### SELECTION
- - - -
The dirty little secret about water in the West is that water conservation is a hoax.

Trip to New Mexico, D. & R.G. R.R., U.S.A. 1870?-1900? Source: NYPL Labs Stereogranimator
When we conserve water by using less, we don’t save it for the health of the watershed or put it aside in any way; we simply make it available for someone else to consume, if not today, then tomorrow in the next strip mall or housing development down the road.

In this respect, water conservation is good for the short-term economy — it keeps the real estate industry, the building trades, and much else going — but it doesn’t work out well for the resilience of our communities because it leads to “hardened demand,” which means that the water we use is needed all the time, no matter what.

This is the big irony of water management: in dry times, waste is our friend. When water is used wastefully, it is easy to deal with drought. Everybody stops watering the lawn, washing the car, and making puddles of any kind. Current demand drops like a stone.

But when everybody conserves — puts in low-flow toilets, xeriscapes the yard, and does all that other good stuff in both public and private sectors — the demand for water “hardens.” The uses that remain are essential; you can’t turn them of, and sometimes you can barely pare them back.

Conservation enables a community with fixed water resources to continue growing. But the more it grows on the strength of conservation, the more vulnerable it becomes to drought. When dry times inevitably come, there’s no flex in the system.

One logical response is to limit growth, but I don’t know of a single community that has done this without lamentable consequences. Consider Bolinas, California. Because of limited water supplies, Bolinas put a cap on the number of water meters its utility would support. Early in 2010, one of those meters changed hands for a cool $300,000. The Bolinas example illustrates another demand phenomenon. Limit supply, and the price of a needed commodity soars. Outside of small, boutique communities like Bolinas, a major spike in the cost of access to water would be socially and politically unacceptable.

Environmentalists might respond by saying, “Communities will have to handle shortages the best they can. In the meantime, we enviros need to secure in-stream flows for rivers and place those water rights in a blast-proof public trust. That way we can prevent the collapse of the linear oases that sustain the non-human environment.”
- - - -
### ENTRIES PROVIDED
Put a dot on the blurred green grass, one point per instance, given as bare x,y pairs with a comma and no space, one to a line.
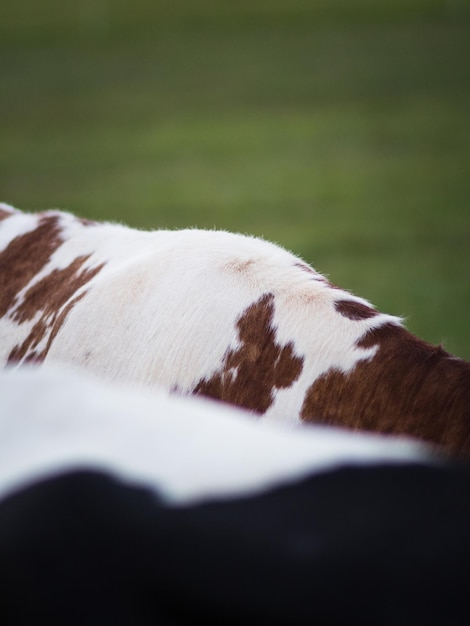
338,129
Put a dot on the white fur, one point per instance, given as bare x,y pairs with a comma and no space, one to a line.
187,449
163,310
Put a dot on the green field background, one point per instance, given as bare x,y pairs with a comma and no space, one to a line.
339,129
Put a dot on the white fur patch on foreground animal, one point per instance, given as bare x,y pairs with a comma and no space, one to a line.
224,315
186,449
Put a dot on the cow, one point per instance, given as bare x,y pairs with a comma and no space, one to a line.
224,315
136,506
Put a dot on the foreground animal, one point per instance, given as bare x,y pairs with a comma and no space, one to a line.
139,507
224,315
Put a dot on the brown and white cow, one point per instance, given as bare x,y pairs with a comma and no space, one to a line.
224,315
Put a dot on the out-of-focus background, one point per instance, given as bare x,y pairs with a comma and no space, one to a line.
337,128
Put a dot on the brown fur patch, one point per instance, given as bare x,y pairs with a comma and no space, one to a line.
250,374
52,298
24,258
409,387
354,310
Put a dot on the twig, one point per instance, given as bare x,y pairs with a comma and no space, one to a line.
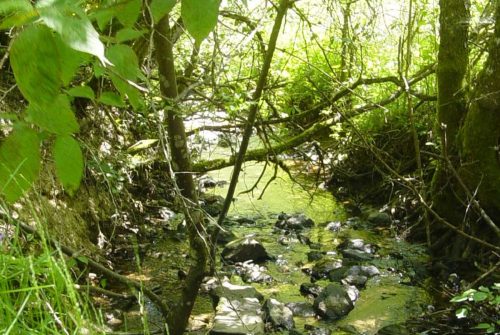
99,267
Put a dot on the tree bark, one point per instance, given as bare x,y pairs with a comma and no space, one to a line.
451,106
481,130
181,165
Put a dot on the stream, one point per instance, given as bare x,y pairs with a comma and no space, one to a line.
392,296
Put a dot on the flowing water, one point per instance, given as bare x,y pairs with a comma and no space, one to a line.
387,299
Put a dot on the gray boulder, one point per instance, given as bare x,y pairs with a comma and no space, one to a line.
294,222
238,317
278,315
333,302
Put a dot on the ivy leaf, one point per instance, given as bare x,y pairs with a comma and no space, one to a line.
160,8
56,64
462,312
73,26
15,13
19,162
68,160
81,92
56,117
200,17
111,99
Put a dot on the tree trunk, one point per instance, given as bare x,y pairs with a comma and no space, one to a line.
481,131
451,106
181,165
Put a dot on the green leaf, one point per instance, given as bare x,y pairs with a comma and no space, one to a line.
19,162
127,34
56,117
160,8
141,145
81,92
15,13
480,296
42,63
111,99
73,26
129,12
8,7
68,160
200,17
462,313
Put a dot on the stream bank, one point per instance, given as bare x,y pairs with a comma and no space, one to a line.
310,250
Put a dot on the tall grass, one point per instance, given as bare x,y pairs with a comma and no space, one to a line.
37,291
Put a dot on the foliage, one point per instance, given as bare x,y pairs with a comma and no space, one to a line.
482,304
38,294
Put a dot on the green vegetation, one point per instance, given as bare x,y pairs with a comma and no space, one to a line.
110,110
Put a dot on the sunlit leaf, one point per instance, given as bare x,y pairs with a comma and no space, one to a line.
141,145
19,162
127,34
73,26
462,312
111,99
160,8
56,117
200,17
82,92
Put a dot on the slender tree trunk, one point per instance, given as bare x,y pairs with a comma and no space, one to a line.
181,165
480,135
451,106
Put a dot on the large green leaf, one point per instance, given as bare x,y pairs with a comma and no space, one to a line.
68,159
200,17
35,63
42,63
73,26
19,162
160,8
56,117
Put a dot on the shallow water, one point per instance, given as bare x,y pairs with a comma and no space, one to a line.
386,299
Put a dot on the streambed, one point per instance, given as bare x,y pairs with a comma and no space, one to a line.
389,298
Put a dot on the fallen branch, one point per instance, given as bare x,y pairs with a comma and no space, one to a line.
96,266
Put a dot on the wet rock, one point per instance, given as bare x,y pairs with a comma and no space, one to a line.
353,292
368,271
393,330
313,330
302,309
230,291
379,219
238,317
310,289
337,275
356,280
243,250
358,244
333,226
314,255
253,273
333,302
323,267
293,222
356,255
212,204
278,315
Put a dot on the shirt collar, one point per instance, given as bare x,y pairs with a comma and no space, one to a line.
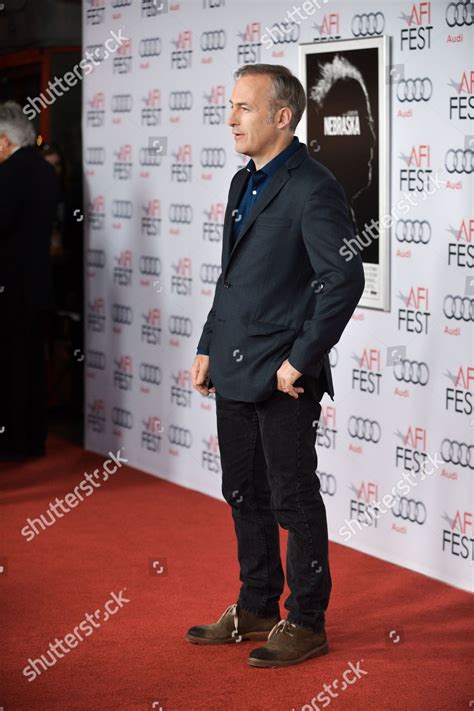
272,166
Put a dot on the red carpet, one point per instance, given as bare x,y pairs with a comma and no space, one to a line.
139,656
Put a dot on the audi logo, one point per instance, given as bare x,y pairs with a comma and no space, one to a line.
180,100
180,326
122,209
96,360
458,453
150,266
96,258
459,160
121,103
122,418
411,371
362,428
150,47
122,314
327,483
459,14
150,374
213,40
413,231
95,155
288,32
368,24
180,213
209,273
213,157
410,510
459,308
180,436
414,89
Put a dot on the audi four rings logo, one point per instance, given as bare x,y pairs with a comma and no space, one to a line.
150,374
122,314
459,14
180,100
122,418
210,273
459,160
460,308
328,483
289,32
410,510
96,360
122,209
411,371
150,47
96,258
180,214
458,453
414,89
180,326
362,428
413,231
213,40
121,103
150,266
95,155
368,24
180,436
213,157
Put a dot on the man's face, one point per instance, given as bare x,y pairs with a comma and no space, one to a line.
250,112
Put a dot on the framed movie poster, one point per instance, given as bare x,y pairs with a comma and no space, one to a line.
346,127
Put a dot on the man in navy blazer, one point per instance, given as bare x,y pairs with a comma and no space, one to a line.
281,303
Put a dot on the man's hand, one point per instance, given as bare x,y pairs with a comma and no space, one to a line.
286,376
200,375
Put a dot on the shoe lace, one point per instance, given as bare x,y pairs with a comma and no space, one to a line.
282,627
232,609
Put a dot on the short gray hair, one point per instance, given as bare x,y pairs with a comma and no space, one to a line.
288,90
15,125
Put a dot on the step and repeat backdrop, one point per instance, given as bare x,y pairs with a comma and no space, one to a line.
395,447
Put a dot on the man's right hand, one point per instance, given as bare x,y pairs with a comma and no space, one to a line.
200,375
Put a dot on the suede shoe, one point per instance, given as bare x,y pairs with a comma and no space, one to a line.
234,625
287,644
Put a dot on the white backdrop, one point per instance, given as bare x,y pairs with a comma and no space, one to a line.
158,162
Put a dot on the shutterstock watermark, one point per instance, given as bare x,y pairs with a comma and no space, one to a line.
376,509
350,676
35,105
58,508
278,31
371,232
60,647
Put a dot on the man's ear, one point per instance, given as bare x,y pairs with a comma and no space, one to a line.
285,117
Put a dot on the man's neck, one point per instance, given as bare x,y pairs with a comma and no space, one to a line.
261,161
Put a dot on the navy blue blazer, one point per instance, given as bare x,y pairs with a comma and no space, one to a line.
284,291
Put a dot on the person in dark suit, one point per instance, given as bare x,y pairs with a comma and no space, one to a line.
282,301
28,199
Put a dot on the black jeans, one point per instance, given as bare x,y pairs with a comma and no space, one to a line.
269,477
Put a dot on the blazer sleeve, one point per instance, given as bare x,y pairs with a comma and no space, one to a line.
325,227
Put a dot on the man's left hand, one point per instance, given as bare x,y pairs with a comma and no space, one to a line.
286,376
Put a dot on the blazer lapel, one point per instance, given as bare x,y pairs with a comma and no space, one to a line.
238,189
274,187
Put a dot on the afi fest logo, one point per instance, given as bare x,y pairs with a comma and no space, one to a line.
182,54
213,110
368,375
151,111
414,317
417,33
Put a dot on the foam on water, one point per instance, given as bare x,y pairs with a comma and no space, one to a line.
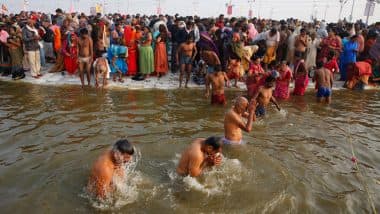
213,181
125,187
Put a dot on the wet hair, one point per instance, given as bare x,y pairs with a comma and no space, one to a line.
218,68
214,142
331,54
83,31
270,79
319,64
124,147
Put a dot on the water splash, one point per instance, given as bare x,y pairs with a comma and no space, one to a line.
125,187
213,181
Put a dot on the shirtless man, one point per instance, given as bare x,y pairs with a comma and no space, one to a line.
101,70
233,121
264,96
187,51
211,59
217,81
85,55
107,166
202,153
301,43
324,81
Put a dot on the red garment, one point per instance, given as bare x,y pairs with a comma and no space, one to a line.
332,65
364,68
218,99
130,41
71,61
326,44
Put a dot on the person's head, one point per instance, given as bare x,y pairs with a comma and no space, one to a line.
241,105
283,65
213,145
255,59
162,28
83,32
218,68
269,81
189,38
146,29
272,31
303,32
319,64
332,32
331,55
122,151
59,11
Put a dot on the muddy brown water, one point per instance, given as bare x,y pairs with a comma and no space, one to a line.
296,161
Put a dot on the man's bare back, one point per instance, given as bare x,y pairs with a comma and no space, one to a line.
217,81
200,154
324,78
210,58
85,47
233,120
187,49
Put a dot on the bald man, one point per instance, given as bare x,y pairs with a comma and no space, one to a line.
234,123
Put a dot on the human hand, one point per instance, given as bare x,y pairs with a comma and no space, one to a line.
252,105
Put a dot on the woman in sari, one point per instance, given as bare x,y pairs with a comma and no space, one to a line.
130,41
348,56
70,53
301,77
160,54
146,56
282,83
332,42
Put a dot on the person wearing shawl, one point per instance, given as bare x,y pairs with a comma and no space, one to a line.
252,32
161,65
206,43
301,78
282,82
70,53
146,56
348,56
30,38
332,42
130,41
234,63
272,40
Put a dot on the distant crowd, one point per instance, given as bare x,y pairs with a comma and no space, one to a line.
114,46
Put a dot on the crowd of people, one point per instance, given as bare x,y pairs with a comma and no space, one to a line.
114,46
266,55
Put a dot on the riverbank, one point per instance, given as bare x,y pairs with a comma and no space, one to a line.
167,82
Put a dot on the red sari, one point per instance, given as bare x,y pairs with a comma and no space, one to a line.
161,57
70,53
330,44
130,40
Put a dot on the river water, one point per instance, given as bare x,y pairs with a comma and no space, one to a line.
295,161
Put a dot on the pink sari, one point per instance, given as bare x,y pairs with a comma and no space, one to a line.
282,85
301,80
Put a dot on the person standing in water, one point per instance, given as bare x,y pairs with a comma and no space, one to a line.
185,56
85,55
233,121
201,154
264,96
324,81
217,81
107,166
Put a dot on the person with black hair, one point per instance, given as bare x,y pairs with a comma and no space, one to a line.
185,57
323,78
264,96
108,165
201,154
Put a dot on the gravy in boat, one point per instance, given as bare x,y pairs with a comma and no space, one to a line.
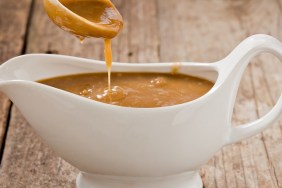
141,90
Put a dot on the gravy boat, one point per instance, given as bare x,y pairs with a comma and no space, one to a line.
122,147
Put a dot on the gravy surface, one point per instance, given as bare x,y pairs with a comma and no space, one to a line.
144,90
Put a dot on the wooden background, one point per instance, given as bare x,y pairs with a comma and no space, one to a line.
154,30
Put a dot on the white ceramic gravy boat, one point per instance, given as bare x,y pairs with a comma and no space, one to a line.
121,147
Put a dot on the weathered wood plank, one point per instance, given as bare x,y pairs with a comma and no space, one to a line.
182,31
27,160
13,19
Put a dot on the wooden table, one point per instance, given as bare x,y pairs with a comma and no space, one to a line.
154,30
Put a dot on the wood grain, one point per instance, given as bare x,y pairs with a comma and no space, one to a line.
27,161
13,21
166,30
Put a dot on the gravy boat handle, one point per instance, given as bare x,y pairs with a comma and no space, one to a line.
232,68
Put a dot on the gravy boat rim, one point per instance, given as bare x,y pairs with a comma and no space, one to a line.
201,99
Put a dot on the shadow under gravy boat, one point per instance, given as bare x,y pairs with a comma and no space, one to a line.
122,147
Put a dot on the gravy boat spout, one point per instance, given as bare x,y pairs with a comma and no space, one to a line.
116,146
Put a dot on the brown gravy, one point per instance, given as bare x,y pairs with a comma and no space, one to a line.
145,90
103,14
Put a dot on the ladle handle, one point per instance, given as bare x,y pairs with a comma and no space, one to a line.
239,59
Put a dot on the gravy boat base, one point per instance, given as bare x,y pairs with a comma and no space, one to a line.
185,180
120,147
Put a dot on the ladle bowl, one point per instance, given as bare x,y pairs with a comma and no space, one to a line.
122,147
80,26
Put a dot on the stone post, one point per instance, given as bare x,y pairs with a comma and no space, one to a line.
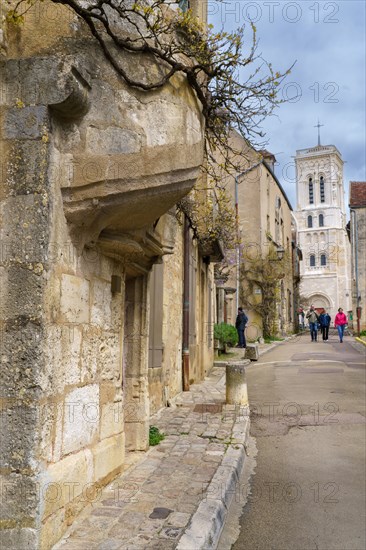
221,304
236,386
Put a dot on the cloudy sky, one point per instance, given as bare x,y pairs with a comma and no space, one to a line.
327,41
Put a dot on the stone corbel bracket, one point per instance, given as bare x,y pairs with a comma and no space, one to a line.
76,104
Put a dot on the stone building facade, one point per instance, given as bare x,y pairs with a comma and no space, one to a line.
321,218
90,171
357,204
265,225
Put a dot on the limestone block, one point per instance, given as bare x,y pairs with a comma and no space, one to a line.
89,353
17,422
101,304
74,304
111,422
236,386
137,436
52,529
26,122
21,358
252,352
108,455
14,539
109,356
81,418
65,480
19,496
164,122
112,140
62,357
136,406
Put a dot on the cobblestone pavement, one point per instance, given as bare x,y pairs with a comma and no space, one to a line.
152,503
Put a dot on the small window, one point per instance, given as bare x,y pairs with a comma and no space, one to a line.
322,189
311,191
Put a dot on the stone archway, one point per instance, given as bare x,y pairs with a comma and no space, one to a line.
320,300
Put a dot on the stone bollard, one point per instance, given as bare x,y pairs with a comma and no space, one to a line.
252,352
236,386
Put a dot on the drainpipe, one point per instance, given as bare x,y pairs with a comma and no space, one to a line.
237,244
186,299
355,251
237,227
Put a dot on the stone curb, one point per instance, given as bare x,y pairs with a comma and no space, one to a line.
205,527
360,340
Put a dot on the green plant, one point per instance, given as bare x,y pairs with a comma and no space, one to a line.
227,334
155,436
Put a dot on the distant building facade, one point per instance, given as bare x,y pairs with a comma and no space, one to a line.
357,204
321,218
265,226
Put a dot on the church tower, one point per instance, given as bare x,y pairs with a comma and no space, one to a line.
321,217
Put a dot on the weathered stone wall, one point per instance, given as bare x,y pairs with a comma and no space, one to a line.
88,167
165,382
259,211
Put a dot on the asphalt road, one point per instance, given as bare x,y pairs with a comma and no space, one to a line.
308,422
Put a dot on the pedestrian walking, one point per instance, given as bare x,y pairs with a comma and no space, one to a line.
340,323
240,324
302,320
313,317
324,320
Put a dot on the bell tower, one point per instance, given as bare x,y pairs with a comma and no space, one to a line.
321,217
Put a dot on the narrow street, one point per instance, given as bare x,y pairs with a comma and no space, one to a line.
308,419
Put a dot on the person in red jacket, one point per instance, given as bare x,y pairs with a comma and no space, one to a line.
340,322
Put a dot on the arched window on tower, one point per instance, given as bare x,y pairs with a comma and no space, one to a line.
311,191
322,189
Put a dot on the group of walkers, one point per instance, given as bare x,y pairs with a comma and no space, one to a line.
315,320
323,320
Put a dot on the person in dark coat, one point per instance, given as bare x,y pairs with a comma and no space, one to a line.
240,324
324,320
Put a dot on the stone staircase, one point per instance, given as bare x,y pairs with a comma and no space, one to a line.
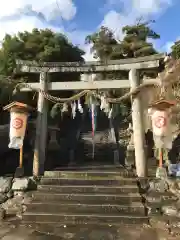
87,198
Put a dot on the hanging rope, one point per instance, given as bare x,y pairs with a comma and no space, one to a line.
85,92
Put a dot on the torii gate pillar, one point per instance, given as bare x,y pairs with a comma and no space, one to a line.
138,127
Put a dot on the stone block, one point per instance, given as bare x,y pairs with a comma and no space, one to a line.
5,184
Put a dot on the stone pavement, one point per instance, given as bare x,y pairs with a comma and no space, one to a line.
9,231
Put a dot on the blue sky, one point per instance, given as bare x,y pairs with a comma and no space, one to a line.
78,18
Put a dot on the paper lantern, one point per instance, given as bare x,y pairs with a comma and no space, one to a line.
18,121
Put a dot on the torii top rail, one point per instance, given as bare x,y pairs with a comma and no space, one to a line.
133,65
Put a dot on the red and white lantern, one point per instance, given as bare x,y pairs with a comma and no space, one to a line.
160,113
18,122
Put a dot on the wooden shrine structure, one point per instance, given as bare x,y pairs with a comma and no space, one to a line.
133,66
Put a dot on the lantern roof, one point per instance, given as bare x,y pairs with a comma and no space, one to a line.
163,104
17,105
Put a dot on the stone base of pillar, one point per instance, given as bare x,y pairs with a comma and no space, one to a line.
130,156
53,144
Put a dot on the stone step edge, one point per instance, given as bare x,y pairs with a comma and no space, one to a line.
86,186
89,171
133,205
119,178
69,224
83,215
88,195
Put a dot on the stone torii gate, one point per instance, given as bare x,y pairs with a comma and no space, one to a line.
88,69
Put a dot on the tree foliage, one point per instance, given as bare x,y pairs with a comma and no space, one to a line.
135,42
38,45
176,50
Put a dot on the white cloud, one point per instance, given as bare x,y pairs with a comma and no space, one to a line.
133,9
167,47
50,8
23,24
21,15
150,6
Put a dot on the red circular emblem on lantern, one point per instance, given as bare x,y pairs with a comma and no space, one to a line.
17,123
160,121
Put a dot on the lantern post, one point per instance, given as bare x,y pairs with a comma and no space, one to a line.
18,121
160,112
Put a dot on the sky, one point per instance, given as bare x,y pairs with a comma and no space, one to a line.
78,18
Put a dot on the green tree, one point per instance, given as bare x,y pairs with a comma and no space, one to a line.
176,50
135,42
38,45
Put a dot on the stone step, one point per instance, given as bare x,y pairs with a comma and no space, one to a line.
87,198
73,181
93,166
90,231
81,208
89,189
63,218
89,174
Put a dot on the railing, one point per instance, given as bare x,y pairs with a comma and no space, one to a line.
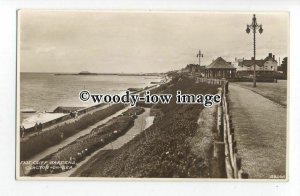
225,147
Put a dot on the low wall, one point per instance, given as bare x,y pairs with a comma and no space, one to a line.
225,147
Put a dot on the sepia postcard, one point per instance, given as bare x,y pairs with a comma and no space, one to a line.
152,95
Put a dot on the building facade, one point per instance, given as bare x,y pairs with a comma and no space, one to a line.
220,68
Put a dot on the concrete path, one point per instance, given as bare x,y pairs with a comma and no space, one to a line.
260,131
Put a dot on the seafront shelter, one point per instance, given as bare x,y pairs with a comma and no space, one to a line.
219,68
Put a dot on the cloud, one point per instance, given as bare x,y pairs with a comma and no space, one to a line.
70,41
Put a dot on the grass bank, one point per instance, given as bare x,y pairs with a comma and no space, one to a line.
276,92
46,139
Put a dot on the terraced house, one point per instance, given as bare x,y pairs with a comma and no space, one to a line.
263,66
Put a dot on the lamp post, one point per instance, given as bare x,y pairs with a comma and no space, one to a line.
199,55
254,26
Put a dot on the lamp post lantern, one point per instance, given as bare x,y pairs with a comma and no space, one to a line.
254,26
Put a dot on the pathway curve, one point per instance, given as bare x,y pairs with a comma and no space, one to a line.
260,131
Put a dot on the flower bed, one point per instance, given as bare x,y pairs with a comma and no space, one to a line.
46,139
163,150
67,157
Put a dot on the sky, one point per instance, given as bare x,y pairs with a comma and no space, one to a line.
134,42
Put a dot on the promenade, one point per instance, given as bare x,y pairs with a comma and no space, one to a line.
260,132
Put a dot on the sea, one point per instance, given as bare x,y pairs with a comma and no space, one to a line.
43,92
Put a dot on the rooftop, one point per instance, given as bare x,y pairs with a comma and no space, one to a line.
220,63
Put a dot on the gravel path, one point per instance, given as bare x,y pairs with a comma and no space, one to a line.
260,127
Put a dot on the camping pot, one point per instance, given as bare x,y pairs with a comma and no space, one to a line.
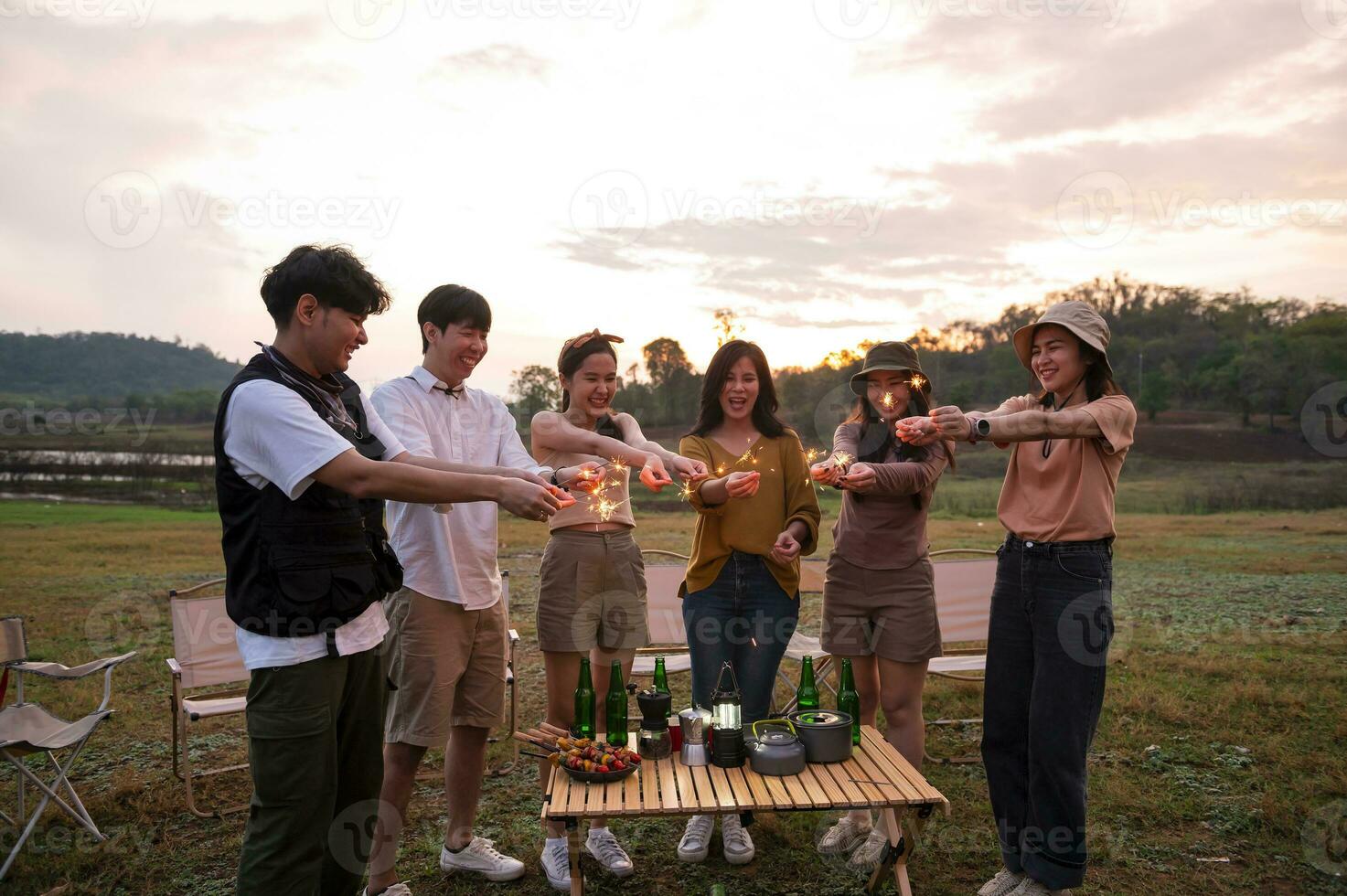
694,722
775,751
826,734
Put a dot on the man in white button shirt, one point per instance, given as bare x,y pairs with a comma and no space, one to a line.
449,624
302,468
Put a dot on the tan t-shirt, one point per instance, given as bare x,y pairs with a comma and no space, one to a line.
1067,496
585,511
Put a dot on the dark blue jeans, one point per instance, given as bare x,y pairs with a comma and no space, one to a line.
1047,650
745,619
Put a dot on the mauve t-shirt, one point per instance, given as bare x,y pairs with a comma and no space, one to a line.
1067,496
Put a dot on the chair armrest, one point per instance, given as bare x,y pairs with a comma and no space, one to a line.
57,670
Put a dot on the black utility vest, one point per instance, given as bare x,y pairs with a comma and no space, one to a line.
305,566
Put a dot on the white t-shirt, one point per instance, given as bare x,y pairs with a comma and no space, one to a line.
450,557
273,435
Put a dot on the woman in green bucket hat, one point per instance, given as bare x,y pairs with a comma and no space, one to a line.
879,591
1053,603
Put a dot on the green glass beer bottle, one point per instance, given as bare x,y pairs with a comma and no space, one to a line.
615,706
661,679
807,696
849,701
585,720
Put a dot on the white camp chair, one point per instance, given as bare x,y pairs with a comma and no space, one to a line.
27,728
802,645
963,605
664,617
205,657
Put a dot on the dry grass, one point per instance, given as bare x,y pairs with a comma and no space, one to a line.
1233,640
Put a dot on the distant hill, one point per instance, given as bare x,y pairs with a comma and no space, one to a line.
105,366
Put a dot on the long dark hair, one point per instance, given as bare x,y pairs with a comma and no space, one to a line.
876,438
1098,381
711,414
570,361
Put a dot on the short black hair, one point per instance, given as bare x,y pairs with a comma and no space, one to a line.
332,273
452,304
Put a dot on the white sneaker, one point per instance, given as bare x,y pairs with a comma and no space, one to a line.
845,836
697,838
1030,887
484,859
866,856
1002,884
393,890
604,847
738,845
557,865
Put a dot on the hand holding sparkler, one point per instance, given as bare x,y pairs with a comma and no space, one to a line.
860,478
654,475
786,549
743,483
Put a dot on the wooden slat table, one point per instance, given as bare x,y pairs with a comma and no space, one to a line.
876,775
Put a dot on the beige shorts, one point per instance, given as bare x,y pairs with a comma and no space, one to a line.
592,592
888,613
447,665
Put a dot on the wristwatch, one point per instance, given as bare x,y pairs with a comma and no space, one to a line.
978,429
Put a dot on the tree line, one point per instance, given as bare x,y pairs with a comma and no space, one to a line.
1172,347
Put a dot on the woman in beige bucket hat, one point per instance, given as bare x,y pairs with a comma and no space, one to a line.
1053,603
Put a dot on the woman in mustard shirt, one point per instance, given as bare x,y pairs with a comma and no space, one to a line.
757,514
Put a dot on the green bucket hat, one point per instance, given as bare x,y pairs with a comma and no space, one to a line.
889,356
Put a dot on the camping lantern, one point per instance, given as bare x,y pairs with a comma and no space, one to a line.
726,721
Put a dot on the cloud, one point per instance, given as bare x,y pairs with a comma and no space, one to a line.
- - - -
### TASK STATEMENT
Could you continue the essay above on water conservation in the West, starting after its last sentence?

### RESPONSE BELOW
The trouble is, anything can be raided. There is no such thing as a blast-proof public trust, not if whole cities face death by thirst. And that kind of threat may not be far away.

Most climate change models forecast declining stream flow and reduced water availability in the Southwest on the order of 10 percent to 30 percent, as well as in other areas of the West. Higher temperatures and faster evaporation guarantee that the region will become more arid even if precipitation stays constant. (But don’t bet on precipitation remaining “normal.”)

Our utilities tell us that conservation is the answer to future water scarcity. I think they tell us that because they don’t have another answer.

In a pinch, utilities will also talk about “augmentation” — desalination, interbasin transfers, and other big-ticket, high-tech lines of attack — which might keep the water-supply hamster wheel spinning for another generation or so, at considerable fiscal and environmental cost. But none of these strategies will stop the wheel of increasing need and hardening demand from spinning, or even slow it down.

And no one dares mention that, over the long term, water conservation paints us into a tighter and tighter corner. Optimists say that conservation at least buys us time by putting off the day of reckoning. This may be true, but what are we doing with the time we’ve bought?

Another argument holds that, when push comes to shove, we can always squeeze more water out of agriculture. Some water districts have already done this, partly by financing agricultural efficiencies, partly by moving the water out and dewatering valleys. Even this strategy has limits, however, and it raises other troubling issues, such as: How do we feed ourselves?

In the end we are back where we started, lacking the ability to set limits and live within them. I don’t have an answer to this conundrum, but it seems to me the sooner people start talking about it openly, the better our chances of solving it.

Meanwhile, our rivers, cities, and farms remain in peril.

William deBuys is the author of seven books, including the latest A Great Aridness: Climate Change and the Future of the American Southwest. He is a contributor to Writers on the Range, an opinion syndicate of High Country News. This article originally appeared in High Country News.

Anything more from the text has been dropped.